_LIST OF TASKS:_
A. Please retype the Alice Grenier Nebout interview between "ALICE GRENIER NEBOUT, Nostalgia" and "us this story?", inclusive, keeping every word and punctuation mark unchanged.
B. Answer these questions from the Alice Grenier Nebout interview:
(i) In which city does the artist live and work?
(ii) Who gave the bored little girl brushes and paint?
(iii) What three kinds of animals did she observe while spending her days on the lake?

_SELECTED PASSAGE:_
━━━━

ALICE GRENIER NEBOUT, Nostalgia of a Lost Paradise
Alice Grenier Nebout is a French-Canadian artist who lives and works in Paris. We met her in her charming Parisian studio where she presents us her fantasies on canvas.
You told me that all started one summer with a boat, could you tell us this story?
This story is about a little girl who went on vacation with her dad but was terribly bored. This father, who is none other than mine, gave her brushes and paint to occupy her. The young girl set her pictorial sight on an old boat on the edge of the lake next to which they lived.
This boat became my lifeline, both an artistic support and a key to another world. I spent my days on this lake observing fish, frogs and birds. Somehow, I’m still that same child discovering the world. Basically, this boat symbolizes my encounter with painting and nature, two essential elements in my artistic practice.
“I seek to reunite the human with its natural environment.”

━━━━

_GIVEN MATERIAL:_
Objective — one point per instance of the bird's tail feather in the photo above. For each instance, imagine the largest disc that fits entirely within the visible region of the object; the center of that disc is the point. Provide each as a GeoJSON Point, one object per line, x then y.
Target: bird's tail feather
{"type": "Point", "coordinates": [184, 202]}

━━━━

_SET OF ANSWERS:_
A.
ALICE GRENIER NEBOUT, Nostalgia of a Lost Paradise
Alice Grenier Nebout is a French-Canadian artist who lives and works in Paris. We met her in her charming Parisian studio where she presents us her fantasies on canvas.
You told me that all started one summer with a boat, could you tell us this story?

B.
(i) Paris
(ii) Her father
(iii) Fish, frogs and birds